▸ YOUR INSTRUCTIONS: Each record below is to be copied word for word, with pictures removed.

[Begin SOURCE DATA]

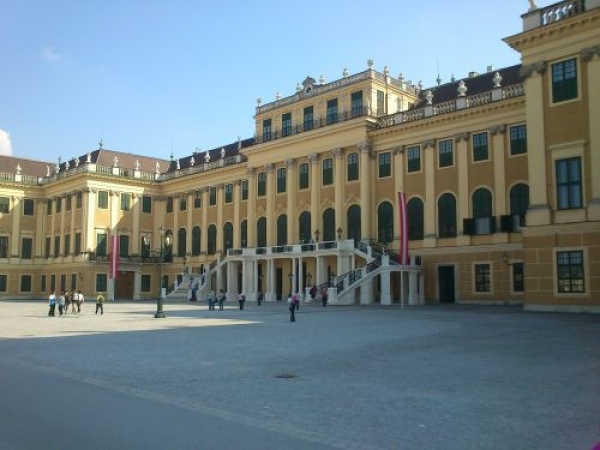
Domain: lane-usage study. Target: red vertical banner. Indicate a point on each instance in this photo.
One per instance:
(114, 256)
(403, 224)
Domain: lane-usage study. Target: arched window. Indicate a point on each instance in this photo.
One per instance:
(282, 230)
(482, 211)
(227, 236)
(244, 233)
(385, 222)
(414, 209)
(447, 216)
(352, 166)
(261, 232)
(329, 224)
(181, 242)
(304, 232)
(354, 231)
(212, 239)
(196, 240)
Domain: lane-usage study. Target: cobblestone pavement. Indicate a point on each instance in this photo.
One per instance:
(429, 377)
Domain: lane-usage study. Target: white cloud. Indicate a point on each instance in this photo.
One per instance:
(50, 54)
(5, 145)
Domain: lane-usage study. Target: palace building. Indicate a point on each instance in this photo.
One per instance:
(500, 172)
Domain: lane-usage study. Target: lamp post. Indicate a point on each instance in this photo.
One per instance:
(159, 303)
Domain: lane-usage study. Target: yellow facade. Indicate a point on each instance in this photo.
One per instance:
(499, 169)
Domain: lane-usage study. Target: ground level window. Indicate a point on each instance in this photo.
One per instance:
(570, 273)
(482, 278)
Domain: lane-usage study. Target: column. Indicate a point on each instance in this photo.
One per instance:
(339, 184)
(220, 202)
(271, 219)
(429, 200)
(15, 233)
(292, 189)
(366, 207)
(236, 218)
(592, 57)
(463, 200)
(539, 210)
(135, 227)
(251, 220)
(315, 194)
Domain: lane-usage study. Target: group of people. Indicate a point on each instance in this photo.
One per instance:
(71, 300)
(65, 300)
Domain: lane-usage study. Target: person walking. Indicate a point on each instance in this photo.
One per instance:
(100, 303)
(51, 304)
(293, 308)
(61, 303)
(80, 300)
(222, 297)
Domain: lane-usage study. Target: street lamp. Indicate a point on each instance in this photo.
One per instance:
(159, 303)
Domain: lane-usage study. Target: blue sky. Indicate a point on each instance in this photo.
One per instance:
(155, 77)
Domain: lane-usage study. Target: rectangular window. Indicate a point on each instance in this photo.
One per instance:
(123, 245)
(352, 167)
(147, 204)
(413, 159)
(146, 283)
(267, 130)
(229, 193)
(518, 140)
(262, 184)
(482, 278)
(125, 202)
(101, 244)
(356, 104)
(445, 153)
(28, 207)
(4, 205)
(327, 172)
(25, 283)
(308, 118)
(568, 183)
(564, 81)
(480, 147)
(3, 246)
(286, 124)
(26, 248)
(380, 103)
(281, 180)
(212, 196)
(385, 164)
(569, 270)
(101, 282)
(102, 200)
(518, 277)
(303, 179)
(67, 244)
(77, 244)
(332, 111)
(197, 199)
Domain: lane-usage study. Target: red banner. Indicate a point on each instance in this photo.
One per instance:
(403, 224)
(114, 257)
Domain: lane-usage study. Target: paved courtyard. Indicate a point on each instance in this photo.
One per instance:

[End SOURCE DATA]

▸ WORKED ANSWER:
Domain: lane-usage study. Target: red vertical banner. Indicate a point on each instance in this photo.
One per instance:
(114, 256)
(403, 224)
Domain: lane-usage study. Target: arched window. Indicate a point on each instance in this photo.
One per instance:
(282, 230)
(482, 211)
(227, 236)
(244, 233)
(385, 222)
(414, 209)
(447, 216)
(352, 166)
(261, 232)
(329, 224)
(181, 242)
(304, 232)
(354, 231)
(212, 239)
(196, 240)
Domain: lane-usage study. Target: cobblestone pavement. Indicate a point on each instance in this photo.
One per instance:
(429, 377)
Domain: lane-usage study. Target: white cloud. Indicate a point on each instance in this photo.
One per instance:
(50, 54)
(5, 145)
Domain: lane-usage study. Target: palace building. Indicate a point on each instance in this photo.
One per instance:
(500, 172)
Domain: lane-usage study. Target: lamp post. Indicate a point on each instance in this photo.
One per instance:
(159, 303)
Domain: lane-usage study. Target: yellow facade. Indicate a point on each instance in this photo.
One per instance:
(499, 169)
Domain: lane-usage study. Target: ground level window. Indicate a point on each instance in this photo.
One per instance:
(570, 273)
(482, 278)
Domain: lane-usage study. Target: column. Indicate a point on each instance in this photo.
One per instance:
(339, 184)
(220, 202)
(271, 219)
(429, 200)
(15, 233)
(292, 189)
(366, 207)
(236, 218)
(592, 57)
(463, 200)
(539, 210)
(135, 227)
(251, 220)
(315, 194)
Domain: lane-usage study. Target: group of people. Indicate a point on each instance in this photo.
One per instance:
(71, 300)
(65, 300)
Domain: lane-usage study. Target: person walking. Indicate a point on each instance in this photo.
One per instance:
(100, 303)
(51, 304)
(293, 308)
(61, 303)
(80, 300)
(222, 297)
Domain: lane-usage study. Target: street lamp. Indicate a point on each instance in this photo.
One per instance:
(159, 303)
Domain: lane-usage study. Target: blue sky. Indicate a point on each instance in this photo.
One per instance:
(155, 77)
Domain: lane-usage study. Target: rectangular window. Indicate a point on each instance in this photo.
One per instance:
(123, 245)
(352, 167)
(147, 204)
(413, 159)
(146, 283)
(267, 130)
(229, 193)
(518, 140)
(262, 184)
(482, 278)
(125, 202)
(101, 244)
(356, 104)
(445, 153)
(28, 207)
(4, 205)
(327, 172)
(25, 283)
(308, 118)
(568, 183)
(564, 81)
(480, 147)
(3, 246)
(286, 124)
(26, 248)
(380, 103)
(281, 180)
(212, 196)
(385, 164)
(569, 270)
(101, 282)
(102, 200)
(518, 277)
(303, 179)
(67, 244)
(77, 244)
(332, 111)
(197, 199)
Domain: lane-usage study. Target: red banner. Indicate a point on each instance in this photo.
One per instance:
(403, 224)
(114, 257)
Domain: lane-usage study. Target: paved courtyard. Indicate a point on each instance in this photo.
One per instance:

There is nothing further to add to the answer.